Document excerpt —
= = = =

Friday, August 12, 2005

The Proper Way To Honor Our Brave Soldiers......

......

In todays Wall Street Journal, Daniel Henninger writes about the tribute recently given to those Marines from the Third Battalion-25th Regiment -- "the 325th.". 19 of these soldiers gave the ultimate sacrifice last week during a raid around the Euphrates river in Iraq. What was noticeably absent from the tribute is what is worth mentioning. Mr Henninger writes-

"The politics of the Iraq war wasn't much on view amid the memorial fence's American flags, flowers, football jerseys, photographs, poems and Marine memorabilia. But someone had decided to put down on the ground an article published just three weeks ago in the News-Herald, a nearby newspaper. "All I can ask," wrote Marine Cpl. Jacob Arnett, who is still on duty in Iraq, "is that the American people be given more than the bombings and daily death toll, because we are giving much more than that for Iraq. ""

Again and again I hear this mentioned by soldiers returning from Iraq. "Why is the press only reporting on when we get killed?" "Why won't they mention when we save Iraqi's from getting killed, or when we build new hospitals?" Aside from Arthur Chrenkoff, this is unfortunately the case. Every morning, even in the Wall Street Journal, the first page lists the number of people killed from the previous day. If none were killed, it lists the ways in which the "insurgents" are preparing for another attack on some innocent children. Insurgents indeed. They are bloodthirsy killers, but I suppose that would be too politically incorrect these days to call them that.

= = = =

Problem statement —
Please quote the post on honoring soldiers, beginning at the words "Again and again" and stopping after "call them that.".

Natural-language descriptions of regions:

= = = =

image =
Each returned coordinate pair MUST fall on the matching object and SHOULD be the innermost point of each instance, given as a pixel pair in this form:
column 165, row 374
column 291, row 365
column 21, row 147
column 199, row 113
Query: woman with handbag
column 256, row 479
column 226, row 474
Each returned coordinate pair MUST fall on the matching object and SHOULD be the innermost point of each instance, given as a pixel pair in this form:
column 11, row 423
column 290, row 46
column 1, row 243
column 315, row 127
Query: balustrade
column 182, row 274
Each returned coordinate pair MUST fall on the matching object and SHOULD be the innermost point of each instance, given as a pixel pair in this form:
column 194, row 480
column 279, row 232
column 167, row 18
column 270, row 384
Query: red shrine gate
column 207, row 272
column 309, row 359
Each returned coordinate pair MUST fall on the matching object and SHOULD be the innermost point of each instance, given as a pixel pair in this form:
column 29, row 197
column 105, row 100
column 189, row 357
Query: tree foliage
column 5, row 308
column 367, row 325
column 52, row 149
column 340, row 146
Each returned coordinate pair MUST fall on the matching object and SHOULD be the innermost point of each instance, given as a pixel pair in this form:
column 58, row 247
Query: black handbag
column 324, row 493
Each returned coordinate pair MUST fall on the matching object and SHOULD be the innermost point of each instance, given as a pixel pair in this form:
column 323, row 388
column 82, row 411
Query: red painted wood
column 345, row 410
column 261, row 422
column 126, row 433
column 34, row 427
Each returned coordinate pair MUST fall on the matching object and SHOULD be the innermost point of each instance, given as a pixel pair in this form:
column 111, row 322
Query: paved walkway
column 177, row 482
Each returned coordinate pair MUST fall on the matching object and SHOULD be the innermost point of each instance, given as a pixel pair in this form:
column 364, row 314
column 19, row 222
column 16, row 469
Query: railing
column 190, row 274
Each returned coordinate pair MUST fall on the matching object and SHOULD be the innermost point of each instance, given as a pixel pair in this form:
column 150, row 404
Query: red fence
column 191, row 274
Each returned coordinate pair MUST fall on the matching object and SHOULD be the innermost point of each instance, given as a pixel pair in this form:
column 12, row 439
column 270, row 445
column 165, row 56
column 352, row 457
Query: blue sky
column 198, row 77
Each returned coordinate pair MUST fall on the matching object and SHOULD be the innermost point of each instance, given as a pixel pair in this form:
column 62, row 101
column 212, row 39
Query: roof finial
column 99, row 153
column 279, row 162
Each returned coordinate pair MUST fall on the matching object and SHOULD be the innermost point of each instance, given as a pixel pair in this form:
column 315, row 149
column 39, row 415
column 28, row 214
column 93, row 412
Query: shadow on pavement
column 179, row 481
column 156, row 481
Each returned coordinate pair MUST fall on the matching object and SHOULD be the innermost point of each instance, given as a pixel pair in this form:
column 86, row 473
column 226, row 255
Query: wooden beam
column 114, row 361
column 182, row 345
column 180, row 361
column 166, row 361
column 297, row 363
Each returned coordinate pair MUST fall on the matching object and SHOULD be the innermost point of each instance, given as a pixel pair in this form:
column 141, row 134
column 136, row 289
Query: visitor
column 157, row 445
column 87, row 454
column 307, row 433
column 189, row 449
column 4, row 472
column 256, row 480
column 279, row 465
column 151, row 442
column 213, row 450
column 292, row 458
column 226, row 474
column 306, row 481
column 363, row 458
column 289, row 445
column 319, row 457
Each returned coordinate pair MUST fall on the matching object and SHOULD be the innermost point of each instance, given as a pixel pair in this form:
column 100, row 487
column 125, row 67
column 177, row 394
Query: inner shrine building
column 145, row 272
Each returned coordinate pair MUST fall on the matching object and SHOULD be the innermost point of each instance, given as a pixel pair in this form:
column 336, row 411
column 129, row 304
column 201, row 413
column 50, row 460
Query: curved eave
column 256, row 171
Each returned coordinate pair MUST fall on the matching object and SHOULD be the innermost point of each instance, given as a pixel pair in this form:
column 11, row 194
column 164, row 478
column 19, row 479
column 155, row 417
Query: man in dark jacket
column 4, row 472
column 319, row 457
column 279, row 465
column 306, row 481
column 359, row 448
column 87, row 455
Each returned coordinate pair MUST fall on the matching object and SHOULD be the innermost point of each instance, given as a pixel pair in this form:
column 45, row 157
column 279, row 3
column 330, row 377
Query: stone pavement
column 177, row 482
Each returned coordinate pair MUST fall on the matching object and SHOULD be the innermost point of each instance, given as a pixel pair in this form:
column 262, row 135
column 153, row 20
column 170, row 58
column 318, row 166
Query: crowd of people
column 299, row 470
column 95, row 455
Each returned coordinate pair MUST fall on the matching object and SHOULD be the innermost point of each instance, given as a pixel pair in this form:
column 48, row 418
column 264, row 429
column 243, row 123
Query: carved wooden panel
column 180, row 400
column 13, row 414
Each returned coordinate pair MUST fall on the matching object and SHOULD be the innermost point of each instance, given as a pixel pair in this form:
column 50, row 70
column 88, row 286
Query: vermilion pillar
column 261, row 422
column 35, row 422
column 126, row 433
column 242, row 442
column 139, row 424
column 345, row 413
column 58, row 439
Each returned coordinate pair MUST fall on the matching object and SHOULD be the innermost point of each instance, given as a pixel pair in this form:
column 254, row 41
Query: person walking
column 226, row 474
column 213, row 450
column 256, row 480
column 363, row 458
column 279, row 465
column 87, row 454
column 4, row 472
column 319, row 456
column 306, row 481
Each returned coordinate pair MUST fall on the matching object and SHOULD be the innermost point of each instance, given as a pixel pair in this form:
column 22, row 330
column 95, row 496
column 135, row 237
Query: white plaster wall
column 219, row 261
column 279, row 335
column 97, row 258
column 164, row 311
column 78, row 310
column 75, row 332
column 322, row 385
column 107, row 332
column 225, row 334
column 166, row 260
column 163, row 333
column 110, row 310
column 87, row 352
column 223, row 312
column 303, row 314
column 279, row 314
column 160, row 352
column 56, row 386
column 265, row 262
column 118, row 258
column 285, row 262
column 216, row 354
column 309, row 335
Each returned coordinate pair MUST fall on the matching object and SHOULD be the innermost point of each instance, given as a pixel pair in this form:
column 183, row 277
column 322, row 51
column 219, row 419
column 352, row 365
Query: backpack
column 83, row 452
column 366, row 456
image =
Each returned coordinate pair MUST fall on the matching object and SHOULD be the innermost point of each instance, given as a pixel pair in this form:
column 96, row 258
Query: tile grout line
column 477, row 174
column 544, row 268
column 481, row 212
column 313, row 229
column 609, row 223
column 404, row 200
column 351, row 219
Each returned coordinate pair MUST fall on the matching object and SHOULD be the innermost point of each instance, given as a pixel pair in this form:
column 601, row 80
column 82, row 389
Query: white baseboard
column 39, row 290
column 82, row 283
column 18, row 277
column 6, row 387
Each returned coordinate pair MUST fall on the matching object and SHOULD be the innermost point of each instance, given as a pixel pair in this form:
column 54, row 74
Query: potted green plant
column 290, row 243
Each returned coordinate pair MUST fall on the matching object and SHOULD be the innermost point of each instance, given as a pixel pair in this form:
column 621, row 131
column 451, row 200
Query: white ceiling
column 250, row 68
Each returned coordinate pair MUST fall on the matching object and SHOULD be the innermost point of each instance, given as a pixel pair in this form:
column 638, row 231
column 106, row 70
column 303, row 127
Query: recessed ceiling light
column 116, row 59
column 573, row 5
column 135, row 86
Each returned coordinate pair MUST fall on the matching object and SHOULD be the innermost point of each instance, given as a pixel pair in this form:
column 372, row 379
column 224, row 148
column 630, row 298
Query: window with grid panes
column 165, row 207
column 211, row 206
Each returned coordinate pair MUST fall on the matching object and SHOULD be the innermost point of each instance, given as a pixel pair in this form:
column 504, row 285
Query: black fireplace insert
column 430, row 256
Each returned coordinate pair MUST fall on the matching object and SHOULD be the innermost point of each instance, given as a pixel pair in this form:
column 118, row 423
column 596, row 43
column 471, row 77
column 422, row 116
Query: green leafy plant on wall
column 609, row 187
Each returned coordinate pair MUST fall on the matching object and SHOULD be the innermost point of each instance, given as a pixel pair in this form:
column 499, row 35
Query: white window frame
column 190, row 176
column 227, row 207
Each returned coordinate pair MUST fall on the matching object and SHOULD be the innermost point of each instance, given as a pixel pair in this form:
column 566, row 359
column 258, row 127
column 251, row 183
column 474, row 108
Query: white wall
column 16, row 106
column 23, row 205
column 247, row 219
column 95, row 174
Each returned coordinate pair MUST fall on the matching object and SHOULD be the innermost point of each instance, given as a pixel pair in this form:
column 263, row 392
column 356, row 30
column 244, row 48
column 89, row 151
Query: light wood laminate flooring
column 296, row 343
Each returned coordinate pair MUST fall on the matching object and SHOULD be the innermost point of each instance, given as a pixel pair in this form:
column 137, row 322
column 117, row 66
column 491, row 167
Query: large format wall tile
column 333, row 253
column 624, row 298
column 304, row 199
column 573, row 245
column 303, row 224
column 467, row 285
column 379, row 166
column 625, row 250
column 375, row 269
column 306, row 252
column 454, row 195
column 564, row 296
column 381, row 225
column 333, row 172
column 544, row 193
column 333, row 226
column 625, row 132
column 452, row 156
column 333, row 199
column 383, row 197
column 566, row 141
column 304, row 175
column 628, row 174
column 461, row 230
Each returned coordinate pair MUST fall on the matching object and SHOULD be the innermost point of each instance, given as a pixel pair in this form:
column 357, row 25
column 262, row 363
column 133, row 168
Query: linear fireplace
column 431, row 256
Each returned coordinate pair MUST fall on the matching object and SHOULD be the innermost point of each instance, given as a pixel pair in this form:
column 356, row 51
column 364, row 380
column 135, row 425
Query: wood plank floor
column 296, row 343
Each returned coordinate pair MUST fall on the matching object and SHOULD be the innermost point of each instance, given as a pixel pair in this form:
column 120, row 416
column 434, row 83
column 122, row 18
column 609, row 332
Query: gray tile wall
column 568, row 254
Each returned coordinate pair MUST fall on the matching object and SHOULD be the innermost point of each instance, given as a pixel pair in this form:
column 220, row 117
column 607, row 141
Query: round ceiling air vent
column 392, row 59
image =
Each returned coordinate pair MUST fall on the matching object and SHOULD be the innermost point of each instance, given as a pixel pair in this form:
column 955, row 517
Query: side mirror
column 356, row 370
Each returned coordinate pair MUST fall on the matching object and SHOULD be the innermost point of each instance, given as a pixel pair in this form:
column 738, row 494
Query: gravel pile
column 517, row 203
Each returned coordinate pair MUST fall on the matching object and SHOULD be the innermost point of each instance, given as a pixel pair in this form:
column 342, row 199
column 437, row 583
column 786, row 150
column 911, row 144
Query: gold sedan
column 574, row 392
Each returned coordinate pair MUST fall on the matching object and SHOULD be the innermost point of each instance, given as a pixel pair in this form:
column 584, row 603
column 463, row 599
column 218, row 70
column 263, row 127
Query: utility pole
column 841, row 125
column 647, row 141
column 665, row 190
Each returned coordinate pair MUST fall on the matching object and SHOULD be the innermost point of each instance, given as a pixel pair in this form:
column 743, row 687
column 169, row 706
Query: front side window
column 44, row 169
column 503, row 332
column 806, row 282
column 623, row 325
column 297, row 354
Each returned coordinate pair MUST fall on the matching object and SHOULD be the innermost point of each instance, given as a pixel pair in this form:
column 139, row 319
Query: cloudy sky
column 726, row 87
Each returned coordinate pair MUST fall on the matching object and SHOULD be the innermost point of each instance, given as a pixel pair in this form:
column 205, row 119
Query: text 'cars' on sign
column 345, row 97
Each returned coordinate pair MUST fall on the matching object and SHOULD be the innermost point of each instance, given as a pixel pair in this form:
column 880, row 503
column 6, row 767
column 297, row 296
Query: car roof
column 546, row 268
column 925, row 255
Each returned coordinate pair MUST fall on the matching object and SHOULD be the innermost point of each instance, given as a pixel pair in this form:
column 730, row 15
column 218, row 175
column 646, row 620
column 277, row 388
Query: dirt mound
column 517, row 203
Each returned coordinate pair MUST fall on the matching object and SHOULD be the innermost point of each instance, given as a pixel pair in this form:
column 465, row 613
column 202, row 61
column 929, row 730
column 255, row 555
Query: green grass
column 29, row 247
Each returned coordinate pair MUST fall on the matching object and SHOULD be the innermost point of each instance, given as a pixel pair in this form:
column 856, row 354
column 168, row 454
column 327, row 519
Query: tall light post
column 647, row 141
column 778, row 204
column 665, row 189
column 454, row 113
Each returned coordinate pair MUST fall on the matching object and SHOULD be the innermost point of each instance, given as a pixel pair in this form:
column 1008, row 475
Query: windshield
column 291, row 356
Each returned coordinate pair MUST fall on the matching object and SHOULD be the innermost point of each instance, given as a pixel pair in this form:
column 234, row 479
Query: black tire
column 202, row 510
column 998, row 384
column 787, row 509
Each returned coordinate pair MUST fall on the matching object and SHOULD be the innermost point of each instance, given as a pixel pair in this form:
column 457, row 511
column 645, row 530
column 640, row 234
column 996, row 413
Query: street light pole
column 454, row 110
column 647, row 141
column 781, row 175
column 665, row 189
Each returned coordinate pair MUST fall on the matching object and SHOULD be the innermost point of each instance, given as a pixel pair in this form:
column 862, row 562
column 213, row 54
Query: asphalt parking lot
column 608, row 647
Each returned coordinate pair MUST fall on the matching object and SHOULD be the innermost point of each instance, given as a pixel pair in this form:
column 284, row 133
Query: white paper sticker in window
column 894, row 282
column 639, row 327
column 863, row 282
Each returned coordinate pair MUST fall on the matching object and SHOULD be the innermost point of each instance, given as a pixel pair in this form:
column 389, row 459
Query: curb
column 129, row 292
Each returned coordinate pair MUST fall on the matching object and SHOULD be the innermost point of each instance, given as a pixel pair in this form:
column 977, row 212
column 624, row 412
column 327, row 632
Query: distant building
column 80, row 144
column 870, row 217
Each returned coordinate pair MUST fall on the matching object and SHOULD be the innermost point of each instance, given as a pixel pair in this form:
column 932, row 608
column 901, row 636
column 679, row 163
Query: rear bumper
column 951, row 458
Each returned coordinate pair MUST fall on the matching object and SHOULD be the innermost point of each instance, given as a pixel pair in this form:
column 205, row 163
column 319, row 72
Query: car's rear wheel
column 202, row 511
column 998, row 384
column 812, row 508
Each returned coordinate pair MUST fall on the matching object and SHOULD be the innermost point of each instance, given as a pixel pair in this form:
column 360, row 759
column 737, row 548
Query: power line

= = = =

Solution for this task —
Again and again I hear this mentioned by soldiers returning from Iraq. "Why is the press only reporting on when we get killed?" "Why won't they mention when we save Iraqi's from getting killed, or when we build new hospitals?" Aside from Arthur Chrenkoff, this is unfortunately the case. Every morning, even in the Wall Street Journal, the first page lists the number of people killed from the previous day. If none were killed, it lists the ways in which the "insurgents" are preparing for another attack on some innocent children. Insurgents indeed. They are bloodthirsy killers, but I suppose that would be too politically incorrect these days to call them that.